◆ What is needed ◆
Could you give back the listing below exactly, every line included?

◆ The data ◆
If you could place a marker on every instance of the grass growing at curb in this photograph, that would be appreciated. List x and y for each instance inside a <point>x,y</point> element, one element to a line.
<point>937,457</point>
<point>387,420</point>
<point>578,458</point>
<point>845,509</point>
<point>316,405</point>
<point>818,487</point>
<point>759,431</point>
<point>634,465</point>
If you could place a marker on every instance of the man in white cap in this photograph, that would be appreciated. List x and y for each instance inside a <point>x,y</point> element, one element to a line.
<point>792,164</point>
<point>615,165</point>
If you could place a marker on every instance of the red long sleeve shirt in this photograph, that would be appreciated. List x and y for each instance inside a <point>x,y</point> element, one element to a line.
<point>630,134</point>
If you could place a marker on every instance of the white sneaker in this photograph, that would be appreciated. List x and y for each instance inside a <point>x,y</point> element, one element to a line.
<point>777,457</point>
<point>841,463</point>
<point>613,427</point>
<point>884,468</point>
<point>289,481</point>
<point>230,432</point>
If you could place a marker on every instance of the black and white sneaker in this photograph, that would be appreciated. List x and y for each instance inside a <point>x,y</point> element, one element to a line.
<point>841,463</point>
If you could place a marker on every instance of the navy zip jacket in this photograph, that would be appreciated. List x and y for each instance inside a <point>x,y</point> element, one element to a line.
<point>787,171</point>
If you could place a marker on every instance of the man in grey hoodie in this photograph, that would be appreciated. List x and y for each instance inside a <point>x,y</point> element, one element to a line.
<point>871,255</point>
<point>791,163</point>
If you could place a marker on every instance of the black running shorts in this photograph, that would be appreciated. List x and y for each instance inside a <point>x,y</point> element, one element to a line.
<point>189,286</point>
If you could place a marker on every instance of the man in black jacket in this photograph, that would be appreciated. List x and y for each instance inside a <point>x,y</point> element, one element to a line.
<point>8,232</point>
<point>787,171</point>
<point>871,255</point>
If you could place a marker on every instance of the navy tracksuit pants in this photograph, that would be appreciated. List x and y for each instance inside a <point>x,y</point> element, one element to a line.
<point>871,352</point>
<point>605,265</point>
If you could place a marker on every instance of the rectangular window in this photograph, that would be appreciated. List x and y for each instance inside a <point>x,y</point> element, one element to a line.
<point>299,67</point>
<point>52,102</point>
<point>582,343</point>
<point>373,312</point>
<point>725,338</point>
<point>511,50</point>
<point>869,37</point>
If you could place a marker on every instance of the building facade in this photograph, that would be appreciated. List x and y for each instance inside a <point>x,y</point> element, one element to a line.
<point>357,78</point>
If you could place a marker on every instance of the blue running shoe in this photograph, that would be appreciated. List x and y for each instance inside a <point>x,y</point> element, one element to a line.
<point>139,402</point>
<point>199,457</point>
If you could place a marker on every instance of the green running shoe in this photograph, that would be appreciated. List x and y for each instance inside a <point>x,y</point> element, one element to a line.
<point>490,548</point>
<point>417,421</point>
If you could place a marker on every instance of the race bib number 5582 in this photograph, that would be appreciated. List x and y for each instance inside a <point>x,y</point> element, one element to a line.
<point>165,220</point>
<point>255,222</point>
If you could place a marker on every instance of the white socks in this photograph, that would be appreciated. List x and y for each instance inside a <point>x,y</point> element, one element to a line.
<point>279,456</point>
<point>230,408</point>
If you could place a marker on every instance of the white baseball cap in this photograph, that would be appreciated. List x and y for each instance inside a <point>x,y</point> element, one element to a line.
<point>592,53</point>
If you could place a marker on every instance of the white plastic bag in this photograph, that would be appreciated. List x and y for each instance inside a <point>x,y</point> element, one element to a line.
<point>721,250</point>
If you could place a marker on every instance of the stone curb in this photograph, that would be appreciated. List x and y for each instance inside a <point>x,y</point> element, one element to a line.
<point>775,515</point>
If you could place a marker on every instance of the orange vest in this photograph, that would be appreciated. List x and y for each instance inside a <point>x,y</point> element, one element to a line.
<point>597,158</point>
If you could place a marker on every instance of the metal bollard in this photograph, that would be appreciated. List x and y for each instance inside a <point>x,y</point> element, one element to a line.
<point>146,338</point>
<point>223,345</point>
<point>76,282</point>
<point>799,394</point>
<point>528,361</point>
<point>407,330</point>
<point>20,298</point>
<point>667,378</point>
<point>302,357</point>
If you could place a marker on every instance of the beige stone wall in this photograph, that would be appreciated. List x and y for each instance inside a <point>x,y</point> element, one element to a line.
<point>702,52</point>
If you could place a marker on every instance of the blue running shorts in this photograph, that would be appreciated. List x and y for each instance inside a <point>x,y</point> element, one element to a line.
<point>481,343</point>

◆ Result for this task ◆
If you could place a marker on every instance of the grass growing at curb in this photograph, that would be appreciated. List x and y for each instance inside a <point>x,y</point> element, one element to a line.
<point>937,457</point>
<point>387,420</point>
<point>578,458</point>
<point>845,509</point>
<point>316,405</point>
<point>818,487</point>
<point>759,431</point>
<point>634,465</point>
If you could place a marker on every instance of the man in white cap in this photograph, that would be appreciated. List x and y for each instance inside a <point>x,y</point> element, one element to a line.
<point>792,164</point>
<point>615,165</point>
If you could place a marker on every instance of the red long sleeve shirt in this photograph, that would be appreciated. List x and y for each instance inside a <point>x,y</point> element, one element to a line.
<point>630,134</point>
If you could place a marker on every instance of the white sneaker in this photograph, that would be appreciated. List x and y for each instance inside a <point>x,y</point> element, one element to a line.
<point>777,457</point>
<point>841,463</point>
<point>613,427</point>
<point>884,468</point>
<point>289,481</point>
<point>230,432</point>
If you could place a marker on every instance of the black and white sneaker in this photograph, that would be appreciated. List x and y for each instance inside a <point>x,y</point> element, one element to a line.
<point>841,463</point>
If you could place a marker on every instance of the navy zip jacket in this photograph, that would be appreciated. List x and y for each instance inside a <point>x,y</point> element, one element to a line.
<point>787,171</point>
If you could place a marker on every instance of the man in grey hoodie in this photograph, that would be appreciated. List x and y for each instance inside a <point>x,y</point> element, one element to a line.
<point>871,255</point>
<point>791,163</point>
If you could place a marker on every instance of the black running shorts in this photograph, that would be appreciated. List x and y for each instance inside a <point>x,y</point> element, one element to a line.
<point>189,286</point>
If you could place a marker on every instance of the man in black jacket in this photograph, that would be appreciated. List x and y for each instance inside a <point>x,y</point> element, one element to a line.
<point>8,232</point>
<point>787,171</point>
<point>871,255</point>
If you could place a marker on every instance of the navy tracksuit pants in this photograph, that would be appreciated. List x and y for each instance inside a <point>x,y</point> element, one element to a line.
<point>871,352</point>
<point>605,265</point>
If you could place a marker on every instance of the rectangular window in this photograph, that would be appreciated. List x and y for each instance inside a <point>x,y</point> element, one element to a line.
<point>299,67</point>
<point>52,102</point>
<point>582,343</point>
<point>373,312</point>
<point>725,338</point>
<point>511,50</point>
<point>869,37</point>
If you could place a marker on every instance of the building facade in this photograph, that would be appreciated. List x and y for each instance inside a <point>x,y</point> element, one element to a line.
<point>357,78</point>
If you could place a marker on every instance of the blue running shoe in this photograph, that would be appreciated. List x and y for each instance inside a <point>x,y</point> element, one element to a line.
<point>139,402</point>
<point>199,457</point>
If you could place a marker on every instance of the green running shoe in this photograph, that would be appreciated. List x and y for each instance inside a <point>x,y</point> element, one element to a line.
<point>490,548</point>
<point>417,421</point>
If you could place a marker on every instance of the race bib number 5582 in this photograph, that would be appreciated. List x and y for each instance inside a <point>x,y</point> element, one element to a line.
<point>165,220</point>
<point>255,222</point>
If you could place a marker on every instance of the white socks in this photograph, that would be appreciated. List x and y for each instance inside a <point>x,y</point> element, one element to a line.
<point>279,456</point>
<point>230,408</point>
If you could place a marker on every instance of the white baseball cap in this photograph, that would be appreciated. List x and y for each instance inside a <point>x,y</point> element, one element to a line.
<point>592,53</point>
If you could place a marker on every instance of the white plastic bag in this photograph, that would be appreciated. List x and y for each instance inside a <point>x,y</point> element, one element to a line.
<point>721,250</point>
If you could place a marker on every instance of the stone curb in this photograph, that would be appreciated. List x and y for each instance inside a <point>x,y</point> element, one element to a line.
<point>775,515</point>
If you could place a marker on every instance of the orange vest in this photograph, that would be appreciated. List x and y for each instance inside a <point>x,y</point> element, one element to a line.
<point>597,158</point>
If you could place a marker on every instance of the metal bollard in this photograph, that would be appreciated. List x and y for each instance inside a <point>x,y</point> element, one element to a line.
<point>146,338</point>
<point>223,345</point>
<point>76,282</point>
<point>799,394</point>
<point>528,361</point>
<point>407,330</point>
<point>20,298</point>
<point>667,378</point>
<point>302,357</point>
If you could place a marker on every instance of the beige stone wall in this photograph, that would be appreciated. List x and y for each instance inside a <point>x,y</point> element, one element to a line.
<point>702,52</point>
If you could place a marker on every instance of the blue running shorts in this photograph, that would be appreciated. List x and y for each instance inside a <point>x,y</point> element, one element to a line.
<point>481,343</point>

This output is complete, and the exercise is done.